Zelensky menegaskan bahwa pidato Presiden Rusia Vladimir Putin yang menyatakan akan mengerahkan 300 ribu tentara cadangan jelas menunjukkan bahwa Kremlin tidak memiliki iktikad untuk berdamai. Dia menyatakan bahwa perdamaian hanya bisa terjadi jika lima formula dipenuhi. Yaitu, hukuman untuk agresi Rusia, perlindungan kehidupan, pemulihan keamanan dan integritas teritorial, jaminan keamanan, dan tekad untuk membela diri.
Tidak cukup sampai di situ. Zelensky juga menegaskan bahwa invasi Rusia terhadap sesama anggota PBB telah merusak tatanan dunia. Karena itu, dia menuntut agar hak veto Rusia di Dewan Keamanan (DK) PBB dicabut. Selama ini DK PBB tidak bisa berbuat apa pun karena Rusia menjadi pemegang hak veto bersama dengan AS, Prancis, Inggris, dan Tiongkok. Sebagai contoh, Moskow memveto resolusi DK PBB yang diajukan beberapa hari setelah invasi yang menuntut Rusia mengakhiri serangannya terhadap Ukraina.
Pidato Zelensky disambut dengan standing ovation. Namun, mencabut hak veto Rusia tidak semudah membalikkan telapak tangan. Itu sama saja seperti ketika Zelensky meminta semua negara Barat memutus hubungan dengan Rusia dan menghukumnya. Rusia memiliki peran besar, terutama dalam ketersediaan bahan bakar di negara-negara Eropa. Persenjataan mereka juga mumpuni. Jika DK PBB mencabut hak veto Rusia, itu sama saja dengan menghilangkan sebagian taring mereka untuk mengamankan dunia.
Sementara itu di Rusia, situasi kian memanas setelah Putin menyatakan akan memobilisasi 300 ribu tentara cadangan. Mereka berasal dari penduduk sipil yang mampu angkat senjata. Itu tentu membuat syok penduduk. Sebab, sejak awal invasi, Rusia melabelinya dengan operasi militer khusus. Itu seakan memberitahukan bahwa serangan ke Rusia tidak berdampak ke penduduk. Namun, sekarang yang terjadi justru sebaliknya.
’’Pengumuman mobilisasi parsial ini berarti ribuan pria Rusia entah itu ayah, saudara, dan suami kita akan dilemparkan ke dalam penggiling daging di peperangan,’’ tulis lembaga Spring.

*URAIAN MASALAH*
Lanjutkan artikel di atas tentang pidato Zelensky dan mobilisasi tentara cadangan Rusia, mulai dari kalimat sesudah kutipan lembaga Spring.

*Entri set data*

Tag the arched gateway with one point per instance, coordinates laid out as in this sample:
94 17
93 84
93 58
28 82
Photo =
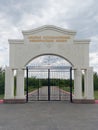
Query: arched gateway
49 40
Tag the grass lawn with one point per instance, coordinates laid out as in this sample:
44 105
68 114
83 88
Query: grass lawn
96 94
1 96
67 89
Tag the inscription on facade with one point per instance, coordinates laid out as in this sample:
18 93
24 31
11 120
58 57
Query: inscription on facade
48 38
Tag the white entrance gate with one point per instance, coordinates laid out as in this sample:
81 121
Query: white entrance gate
49 40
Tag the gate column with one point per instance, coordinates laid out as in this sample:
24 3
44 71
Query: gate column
20 85
9 84
88 84
77 84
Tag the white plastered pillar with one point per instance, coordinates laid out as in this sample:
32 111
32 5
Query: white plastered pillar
20 84
9 83
88 84
78 83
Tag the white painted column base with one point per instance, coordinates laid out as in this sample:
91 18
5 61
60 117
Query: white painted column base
20 84
77 84
89 87
9 83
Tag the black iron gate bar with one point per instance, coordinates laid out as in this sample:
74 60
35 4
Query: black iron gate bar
63 68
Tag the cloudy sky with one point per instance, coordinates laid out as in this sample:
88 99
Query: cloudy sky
78 15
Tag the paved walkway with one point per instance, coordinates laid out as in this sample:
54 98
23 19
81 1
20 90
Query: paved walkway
44 115
55 94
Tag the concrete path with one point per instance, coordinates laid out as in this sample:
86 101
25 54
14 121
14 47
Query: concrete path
51 115
55 94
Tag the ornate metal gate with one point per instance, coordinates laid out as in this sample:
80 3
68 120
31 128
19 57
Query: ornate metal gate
48 83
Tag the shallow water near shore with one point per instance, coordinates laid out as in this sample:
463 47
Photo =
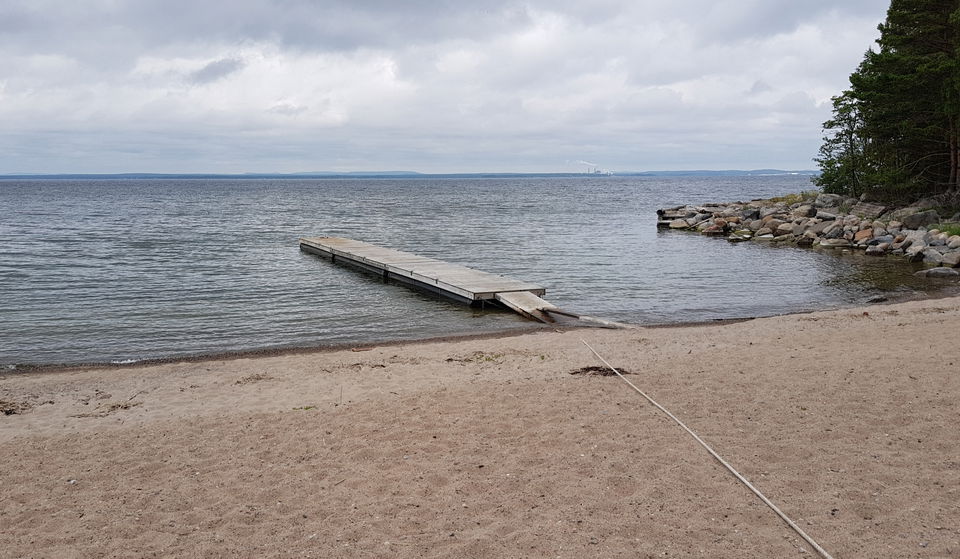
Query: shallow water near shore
123 270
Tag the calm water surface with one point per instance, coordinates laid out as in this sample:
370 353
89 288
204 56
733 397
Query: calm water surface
114 270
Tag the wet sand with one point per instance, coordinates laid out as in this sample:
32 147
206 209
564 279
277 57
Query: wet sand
490 447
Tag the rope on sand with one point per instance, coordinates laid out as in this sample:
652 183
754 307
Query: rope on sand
713 453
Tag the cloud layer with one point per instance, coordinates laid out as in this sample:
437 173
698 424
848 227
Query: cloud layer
295 85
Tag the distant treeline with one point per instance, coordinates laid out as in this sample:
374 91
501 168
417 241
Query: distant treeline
894 133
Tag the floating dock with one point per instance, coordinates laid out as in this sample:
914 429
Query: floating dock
450 280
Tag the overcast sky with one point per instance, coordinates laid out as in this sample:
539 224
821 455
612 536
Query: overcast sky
537 86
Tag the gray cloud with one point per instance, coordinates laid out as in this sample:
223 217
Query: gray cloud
215 70
292 85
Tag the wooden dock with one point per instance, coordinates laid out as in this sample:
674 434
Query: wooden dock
451 280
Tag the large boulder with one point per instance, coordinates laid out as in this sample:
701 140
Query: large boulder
951 260
805 210
932 256
939 272
868 210
834 243
863 236
921 219
828 200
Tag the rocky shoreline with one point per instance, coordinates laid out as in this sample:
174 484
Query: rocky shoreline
829 221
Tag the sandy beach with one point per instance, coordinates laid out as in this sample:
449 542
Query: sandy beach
491 447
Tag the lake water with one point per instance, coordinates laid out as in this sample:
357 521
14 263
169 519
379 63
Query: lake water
98 270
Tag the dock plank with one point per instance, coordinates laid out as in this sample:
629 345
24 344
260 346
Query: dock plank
464 282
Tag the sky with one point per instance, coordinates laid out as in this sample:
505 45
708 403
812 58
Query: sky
286 86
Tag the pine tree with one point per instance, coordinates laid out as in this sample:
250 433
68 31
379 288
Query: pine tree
894 133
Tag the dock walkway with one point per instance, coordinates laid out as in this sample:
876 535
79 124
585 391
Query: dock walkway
451 280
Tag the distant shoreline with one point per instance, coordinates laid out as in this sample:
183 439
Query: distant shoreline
399 175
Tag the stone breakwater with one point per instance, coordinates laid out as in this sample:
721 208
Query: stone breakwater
828 221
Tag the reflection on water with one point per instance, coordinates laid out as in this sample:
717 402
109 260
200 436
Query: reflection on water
101 270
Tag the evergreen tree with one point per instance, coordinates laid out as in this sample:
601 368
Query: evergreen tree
894 133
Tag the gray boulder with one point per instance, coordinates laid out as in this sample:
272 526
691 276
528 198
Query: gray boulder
835 243
932 256
828 200
921 219
868 210
951 260
805 211
939 273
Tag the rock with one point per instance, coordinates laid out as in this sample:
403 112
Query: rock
828 200
921 219
772 222
833 232
863 236
868 210
822 227
805 211
915 253
951 260
897 216
939 273
835 243
932 256
886 240
785 229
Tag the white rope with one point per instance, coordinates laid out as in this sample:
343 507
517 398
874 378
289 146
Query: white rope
713 453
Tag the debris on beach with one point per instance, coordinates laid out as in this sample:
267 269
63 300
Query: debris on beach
14 408
599 371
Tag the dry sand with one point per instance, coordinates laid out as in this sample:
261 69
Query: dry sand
847 419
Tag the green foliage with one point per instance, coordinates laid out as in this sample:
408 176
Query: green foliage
894 133
949 228
795 198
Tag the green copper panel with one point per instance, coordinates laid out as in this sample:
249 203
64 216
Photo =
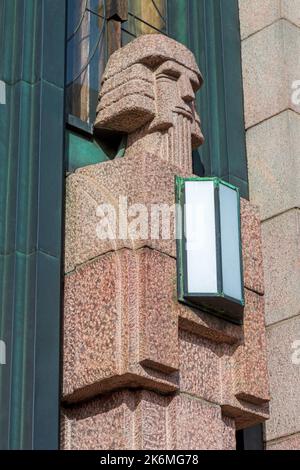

*SEBAGAI TANGGAPAN*
Setelah pidato Putin mencuat, penduduk Rusia terbelah menjadi tiga. Patuh pada kebijakan, menentang lalu turun ke jalan, ataupun mencari cara untuk meninggalkan Negeri Beruang Merah tersebut. Dua opsi terakhir paling banyak diambil.
’’Saya lebih baik pergi daripada ikut bertempur dalam peperangan ini. Jadi, ketika pemerintah nanti memanggil, saya sudah meninggalkan negara ini,’’ ujar Alexander, salah seorang penduduk Rusia.
Pencarian di Google dengan kata kunci ’’bagaimana meninggalkan Rusia’’ memang tengah melejit. Tidak cukup sampai di situ, tiket pesawat untuk pergi dari Rusia juga ludes dalam beberapa hari ke depan. Sebagian penduduk lainnya mencari cara tentang bagaimana mematahkan lengan. Dengan begitu, mereka tidak perlu lagi menjadi tentara dan melayani negara untuk berperang di Ukraina.
Sementara itu, mereka yang memilih turun ke jalan harus menghadapi kenyataan pahit. Dilansir CNN, lebih dari 1.300 demonstran ditahan di 38 kota di penjuru Rusia. Mereka adalah massa antiperang. Mayoritas yang ditahan adalah demonstran di Moskow dan St Petersburg. Lebih dari separo demonstran yang ditahan adalah perempuan.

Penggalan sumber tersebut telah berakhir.